◆ **Excerpt provided**:
===

Showing posts with label seashells. Show all posts
Showing posts with label seashells. Show all posts

Tuesday, January 15, 2008

Spirals and Slices

I'm having a hard time getting started today, but at least yesterday I finally took some photos of new items so that I can list a few more things for sale. I also took a few quick photos of other things I've been working on, just so I'd have something new for this blog.

I wrote a week or two ago that I was having fun making spiral beads, so I'll start with photos of several sets of those. There are more in different colors, but this will give you an idea, at least, of what I'm talking about.

There's nothing in these photos to use for scale, but they're all relatively small-- under an inch long, and some about 3/4 of an inch long.






It's especially fun choosing the colors for each new batch. I usually have at least one large ceramic tile covered with a variety of clay mixes-- everything from "straight out of the package" solids to hand-tinted translucents with glitter inclusions. Looking over that selection, trying out different combinations, deciding what's lacking (and then mixing up whatever that might be) is a good way to play around with colors and perfect your color-mixing skills.

===

◆ **Information shown**:
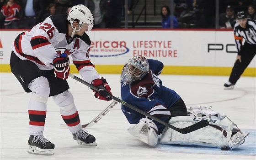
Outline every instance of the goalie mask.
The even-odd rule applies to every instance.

===

◆ **Task 1**: Transcribe the passage of the blog post on spiral beads starting at "I'm having a" and ending at "I'm talking about.".
◆ **Task 2**: Pick up the blog post on spiral beads after its final sentence and continue it in the same style.
The material above stands apart from the blog post on spiral beads.

◆ **Written response 1**:
I'm having a hard time getting started today, but at least yesterday I finally took some photos of new items so that I can list a few more things for sale. I also took a few quick photos of other things I've been working on, just so I'd have something new for this blog.

I wrote a week or two ago that I was having fun making spiral beads, so I'll start with photos of several sets of those. There are more in different colors, but this will give you an idea, at least, of what I'm talking about.

◆ **Written response 2**:
More recently, I've been working on a new batch of pizza slices. I made a new pepperoni cane because I needed some bigger pepperonis for these larger slices (which are destined to become magnets). I can't decide whether I prefer the new pepperoni or the old one. Both will "do" just fine, but I ought to decide which is better, for future reference. These larger pizza slices are about two inches long:

And now I need to get up and do some housework so that I'll have time later to sit at the clay table. (I also need to work on listing an item or two. . . and spend some time figuring out the system at the new online shop!)

Wednesday, January 02, 2008

Christmas cookies (almost)

I made up a batch of "gingerbread cookies" / "gingersnaps" for this Christmas. Most of them were turned into pins, but a few took the tree ornament route instead.

This is a pretty poor photo, but I should have a better one in a day or two.

Christmas pins

For those who might be wondering, the pig shapes come from a small cookie cutter my mother-in-law, Britt-Marie, gave me while we were in Sweden. For some reason, the pig is a traditional shape for homemade gingersnaps, in Swedish homes. (I have no idea why they use the pig shape, but I've read about another holiday tradition involving pig-shaped goodies. I think it was a Victorian custom to smash and eat a pink peppermint pig.)

It's a bit late for gingerbread men, but I didn't want to post photos before Christmas, since there were various family members getting these with their gifts. I was planning to make a tutorial for these. (Not that they're extraordinarily unique, but I did put a few of my own twists on the basic idea. ) However, I ended up running out of time, so maybe I'll do that next year, instead.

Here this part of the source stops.